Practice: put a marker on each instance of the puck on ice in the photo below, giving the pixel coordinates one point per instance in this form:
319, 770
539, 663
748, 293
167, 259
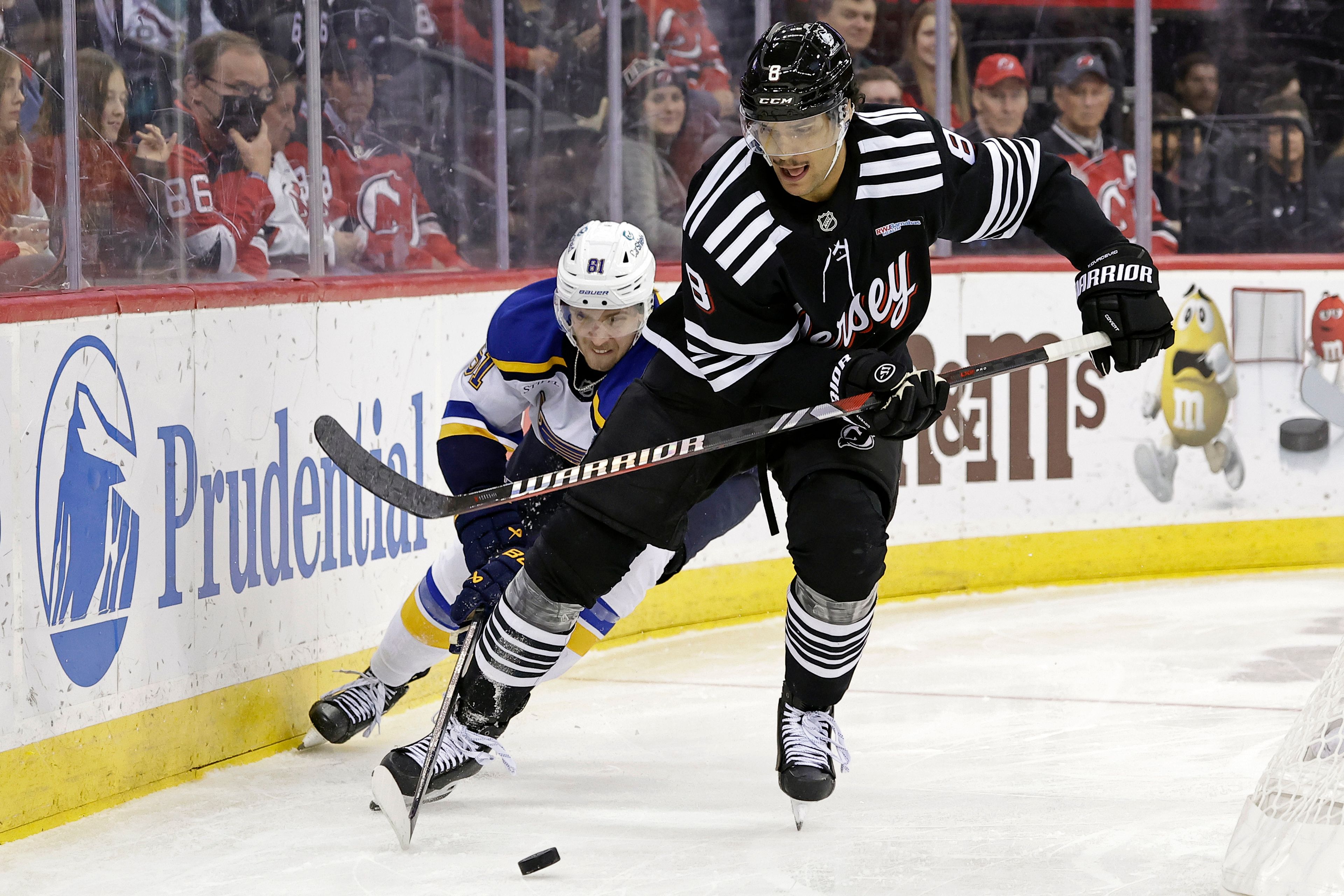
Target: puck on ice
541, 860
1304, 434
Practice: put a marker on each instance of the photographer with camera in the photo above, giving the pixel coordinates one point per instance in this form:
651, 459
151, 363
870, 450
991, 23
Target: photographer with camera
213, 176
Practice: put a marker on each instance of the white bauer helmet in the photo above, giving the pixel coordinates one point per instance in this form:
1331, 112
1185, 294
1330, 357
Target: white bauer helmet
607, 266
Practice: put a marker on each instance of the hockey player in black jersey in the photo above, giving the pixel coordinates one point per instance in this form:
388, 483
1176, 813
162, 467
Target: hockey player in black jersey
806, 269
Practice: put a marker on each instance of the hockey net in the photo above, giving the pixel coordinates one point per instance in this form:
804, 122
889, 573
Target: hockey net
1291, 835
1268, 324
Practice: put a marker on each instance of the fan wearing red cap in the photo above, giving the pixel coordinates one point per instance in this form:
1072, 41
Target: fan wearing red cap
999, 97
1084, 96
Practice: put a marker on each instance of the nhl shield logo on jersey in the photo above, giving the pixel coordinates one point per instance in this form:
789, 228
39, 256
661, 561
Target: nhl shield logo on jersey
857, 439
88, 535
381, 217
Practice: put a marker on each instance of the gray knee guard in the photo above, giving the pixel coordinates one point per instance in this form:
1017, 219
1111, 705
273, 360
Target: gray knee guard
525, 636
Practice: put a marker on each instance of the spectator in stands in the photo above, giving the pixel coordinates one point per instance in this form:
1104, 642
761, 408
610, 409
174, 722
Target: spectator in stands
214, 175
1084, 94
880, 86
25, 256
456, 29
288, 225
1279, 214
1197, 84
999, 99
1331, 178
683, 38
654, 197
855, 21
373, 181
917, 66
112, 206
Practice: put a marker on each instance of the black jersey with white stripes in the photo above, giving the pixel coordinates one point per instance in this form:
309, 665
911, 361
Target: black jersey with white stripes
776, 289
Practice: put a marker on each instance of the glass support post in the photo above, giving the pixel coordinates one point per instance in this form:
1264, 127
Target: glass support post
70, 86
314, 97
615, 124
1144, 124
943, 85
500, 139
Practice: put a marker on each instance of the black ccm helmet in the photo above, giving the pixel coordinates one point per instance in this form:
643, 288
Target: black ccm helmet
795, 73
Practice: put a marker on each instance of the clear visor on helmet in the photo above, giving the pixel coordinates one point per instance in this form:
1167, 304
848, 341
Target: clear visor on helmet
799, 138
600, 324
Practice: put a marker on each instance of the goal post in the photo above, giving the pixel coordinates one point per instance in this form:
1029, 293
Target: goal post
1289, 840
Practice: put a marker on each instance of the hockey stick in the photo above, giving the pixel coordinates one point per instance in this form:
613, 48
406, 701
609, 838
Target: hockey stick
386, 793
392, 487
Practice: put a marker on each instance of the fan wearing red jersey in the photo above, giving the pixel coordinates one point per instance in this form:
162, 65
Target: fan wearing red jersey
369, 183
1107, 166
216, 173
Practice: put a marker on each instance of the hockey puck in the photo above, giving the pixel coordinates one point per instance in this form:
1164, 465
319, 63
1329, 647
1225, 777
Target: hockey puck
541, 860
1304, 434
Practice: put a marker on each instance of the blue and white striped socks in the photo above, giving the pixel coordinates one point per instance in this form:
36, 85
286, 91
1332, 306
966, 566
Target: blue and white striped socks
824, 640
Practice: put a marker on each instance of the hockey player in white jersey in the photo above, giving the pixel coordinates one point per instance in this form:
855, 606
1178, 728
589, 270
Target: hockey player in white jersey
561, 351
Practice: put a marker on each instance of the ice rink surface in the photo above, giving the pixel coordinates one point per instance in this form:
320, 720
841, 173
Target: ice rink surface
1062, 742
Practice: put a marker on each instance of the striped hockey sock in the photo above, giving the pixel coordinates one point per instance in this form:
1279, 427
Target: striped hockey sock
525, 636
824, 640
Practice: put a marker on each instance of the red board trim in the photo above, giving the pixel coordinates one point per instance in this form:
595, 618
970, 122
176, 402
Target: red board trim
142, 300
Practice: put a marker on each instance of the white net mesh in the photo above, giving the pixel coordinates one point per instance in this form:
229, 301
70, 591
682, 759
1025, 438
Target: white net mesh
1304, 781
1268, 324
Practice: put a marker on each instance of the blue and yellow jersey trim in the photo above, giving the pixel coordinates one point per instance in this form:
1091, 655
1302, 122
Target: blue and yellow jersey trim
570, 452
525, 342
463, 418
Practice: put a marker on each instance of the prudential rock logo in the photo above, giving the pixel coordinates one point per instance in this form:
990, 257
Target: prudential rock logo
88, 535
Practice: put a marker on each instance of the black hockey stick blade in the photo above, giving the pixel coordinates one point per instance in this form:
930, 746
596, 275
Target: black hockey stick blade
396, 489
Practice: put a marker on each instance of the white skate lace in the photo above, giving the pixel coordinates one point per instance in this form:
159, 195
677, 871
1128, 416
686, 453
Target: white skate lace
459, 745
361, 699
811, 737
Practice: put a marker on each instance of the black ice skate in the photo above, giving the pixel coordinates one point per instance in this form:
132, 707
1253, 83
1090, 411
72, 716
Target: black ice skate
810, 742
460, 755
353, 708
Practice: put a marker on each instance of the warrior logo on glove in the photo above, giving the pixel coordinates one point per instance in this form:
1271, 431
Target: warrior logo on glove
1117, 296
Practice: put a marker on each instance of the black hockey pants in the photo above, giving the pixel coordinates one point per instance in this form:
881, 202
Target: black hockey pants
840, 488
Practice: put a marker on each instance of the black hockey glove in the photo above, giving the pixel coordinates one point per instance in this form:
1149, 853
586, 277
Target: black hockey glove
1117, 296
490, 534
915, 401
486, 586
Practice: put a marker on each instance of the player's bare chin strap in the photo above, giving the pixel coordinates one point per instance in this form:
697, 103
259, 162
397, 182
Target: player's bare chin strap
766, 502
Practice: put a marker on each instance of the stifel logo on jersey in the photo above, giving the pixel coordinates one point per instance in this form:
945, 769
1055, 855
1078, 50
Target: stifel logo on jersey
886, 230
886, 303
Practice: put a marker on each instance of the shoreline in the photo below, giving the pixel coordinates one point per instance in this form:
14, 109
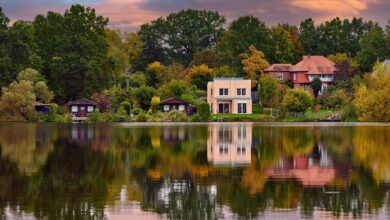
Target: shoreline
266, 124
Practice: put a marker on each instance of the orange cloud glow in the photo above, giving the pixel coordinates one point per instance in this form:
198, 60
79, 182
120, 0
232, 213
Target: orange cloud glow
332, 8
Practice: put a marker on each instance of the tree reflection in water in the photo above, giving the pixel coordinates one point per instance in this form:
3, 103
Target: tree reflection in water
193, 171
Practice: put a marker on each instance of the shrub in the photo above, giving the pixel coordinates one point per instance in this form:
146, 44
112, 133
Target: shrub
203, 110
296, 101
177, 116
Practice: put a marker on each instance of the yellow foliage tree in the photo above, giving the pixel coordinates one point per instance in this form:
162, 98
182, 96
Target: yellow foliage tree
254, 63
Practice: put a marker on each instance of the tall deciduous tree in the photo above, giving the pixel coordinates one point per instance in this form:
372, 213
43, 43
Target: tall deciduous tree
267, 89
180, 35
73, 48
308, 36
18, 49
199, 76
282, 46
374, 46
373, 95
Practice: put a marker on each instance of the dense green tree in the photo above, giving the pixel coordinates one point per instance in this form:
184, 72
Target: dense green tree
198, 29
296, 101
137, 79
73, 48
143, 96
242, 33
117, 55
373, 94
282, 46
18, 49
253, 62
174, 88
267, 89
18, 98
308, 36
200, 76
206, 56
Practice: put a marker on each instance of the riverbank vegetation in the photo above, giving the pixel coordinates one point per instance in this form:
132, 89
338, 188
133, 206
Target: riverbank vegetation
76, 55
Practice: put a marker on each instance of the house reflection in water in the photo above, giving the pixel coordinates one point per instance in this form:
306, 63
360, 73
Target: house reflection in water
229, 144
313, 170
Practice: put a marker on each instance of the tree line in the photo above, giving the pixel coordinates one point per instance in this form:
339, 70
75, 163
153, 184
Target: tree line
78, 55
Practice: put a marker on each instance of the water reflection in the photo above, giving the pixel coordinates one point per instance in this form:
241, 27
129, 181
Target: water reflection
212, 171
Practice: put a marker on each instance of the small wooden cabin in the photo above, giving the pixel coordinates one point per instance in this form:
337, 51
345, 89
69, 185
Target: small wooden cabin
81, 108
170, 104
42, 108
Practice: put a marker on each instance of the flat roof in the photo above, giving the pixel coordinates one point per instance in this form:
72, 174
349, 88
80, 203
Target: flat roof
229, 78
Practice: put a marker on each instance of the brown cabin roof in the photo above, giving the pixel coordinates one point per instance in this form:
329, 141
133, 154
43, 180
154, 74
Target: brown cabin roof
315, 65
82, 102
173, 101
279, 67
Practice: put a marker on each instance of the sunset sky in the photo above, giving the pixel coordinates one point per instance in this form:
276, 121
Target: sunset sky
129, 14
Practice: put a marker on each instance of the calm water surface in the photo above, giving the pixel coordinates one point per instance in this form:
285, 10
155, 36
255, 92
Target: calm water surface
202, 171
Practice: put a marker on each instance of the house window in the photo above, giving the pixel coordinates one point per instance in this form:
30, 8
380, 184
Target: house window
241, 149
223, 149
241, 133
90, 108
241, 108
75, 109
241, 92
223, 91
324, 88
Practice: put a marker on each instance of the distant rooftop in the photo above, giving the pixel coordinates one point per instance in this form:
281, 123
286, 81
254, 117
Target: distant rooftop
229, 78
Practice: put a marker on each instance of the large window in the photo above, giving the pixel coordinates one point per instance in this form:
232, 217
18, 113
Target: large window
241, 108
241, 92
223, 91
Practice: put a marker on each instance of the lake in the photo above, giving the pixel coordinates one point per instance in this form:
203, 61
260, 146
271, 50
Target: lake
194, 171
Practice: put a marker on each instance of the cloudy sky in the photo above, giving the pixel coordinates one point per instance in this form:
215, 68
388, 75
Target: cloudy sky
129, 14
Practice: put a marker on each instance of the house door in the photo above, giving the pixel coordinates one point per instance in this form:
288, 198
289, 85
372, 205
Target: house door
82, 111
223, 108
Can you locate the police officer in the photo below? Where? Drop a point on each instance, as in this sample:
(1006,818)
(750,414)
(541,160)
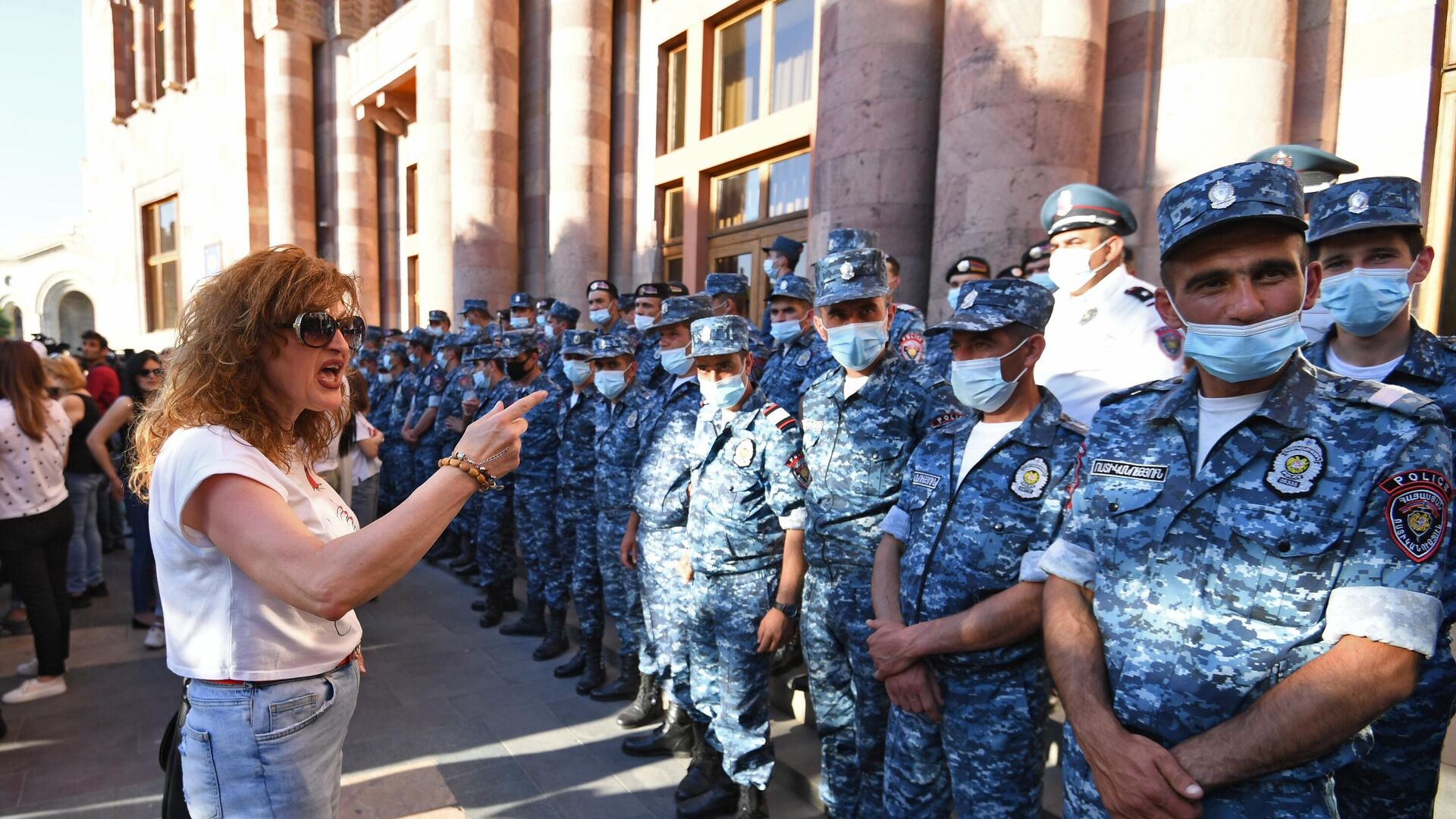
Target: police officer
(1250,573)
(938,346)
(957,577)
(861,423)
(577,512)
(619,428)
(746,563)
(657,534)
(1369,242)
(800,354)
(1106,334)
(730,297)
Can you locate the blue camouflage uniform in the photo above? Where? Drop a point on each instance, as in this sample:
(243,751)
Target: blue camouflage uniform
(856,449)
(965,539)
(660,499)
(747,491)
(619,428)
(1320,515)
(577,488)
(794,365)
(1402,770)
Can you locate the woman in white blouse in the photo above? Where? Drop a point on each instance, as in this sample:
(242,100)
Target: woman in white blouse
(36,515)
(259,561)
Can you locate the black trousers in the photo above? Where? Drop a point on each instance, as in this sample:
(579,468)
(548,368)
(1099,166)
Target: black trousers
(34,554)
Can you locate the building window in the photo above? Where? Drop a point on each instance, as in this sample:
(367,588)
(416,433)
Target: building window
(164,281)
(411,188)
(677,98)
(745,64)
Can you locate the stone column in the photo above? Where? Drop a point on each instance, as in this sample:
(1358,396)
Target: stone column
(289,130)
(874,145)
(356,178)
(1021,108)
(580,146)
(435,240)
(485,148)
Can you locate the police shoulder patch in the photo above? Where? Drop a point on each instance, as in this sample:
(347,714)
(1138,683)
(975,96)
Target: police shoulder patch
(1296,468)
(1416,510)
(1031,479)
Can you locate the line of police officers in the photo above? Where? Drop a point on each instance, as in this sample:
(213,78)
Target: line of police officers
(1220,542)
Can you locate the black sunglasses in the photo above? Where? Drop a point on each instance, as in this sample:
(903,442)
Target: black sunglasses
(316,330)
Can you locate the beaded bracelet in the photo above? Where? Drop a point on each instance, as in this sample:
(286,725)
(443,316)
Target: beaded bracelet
########
> _Work to be completed_: Search the data for "below". Copy every matching line.

> _Answer for the task_:
Practice: put a marker on each instance of the puck on ice in the photo below, giving the pixel coordinates one point per instance in this form:
Practice: put a marker on each instance of the shoreline in the photo below, giving the pixel coordinates one point per instance in this form:
Can you locate the police officer in the photo below? Where? Drop a point on each instance, as in this sample:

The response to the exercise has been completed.